**** Records to use
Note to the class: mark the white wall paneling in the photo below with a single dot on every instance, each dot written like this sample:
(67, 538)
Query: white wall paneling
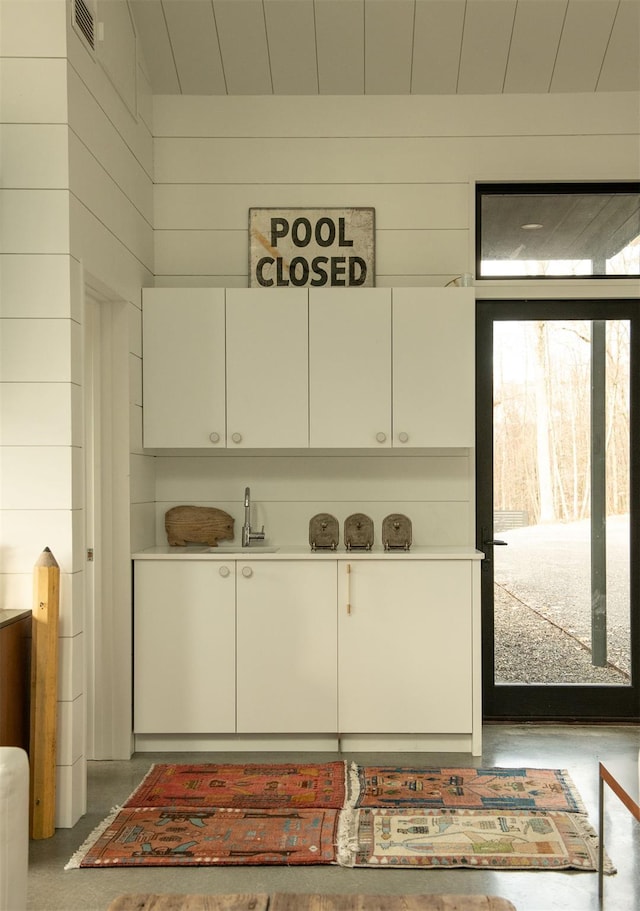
(76, 201)
(412, 158)
(435, 491)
********
* Objective
Print the whole listing above again word for word, leaving out the pictures.

* Solution for this exercise
Note to the class: mark the white wall paneling in the photo below with a single dot on every instance, each dot written like this sample:
(67, 538)
Query: white wall paneling
(76, 201)
(412, 158)
(435, 491)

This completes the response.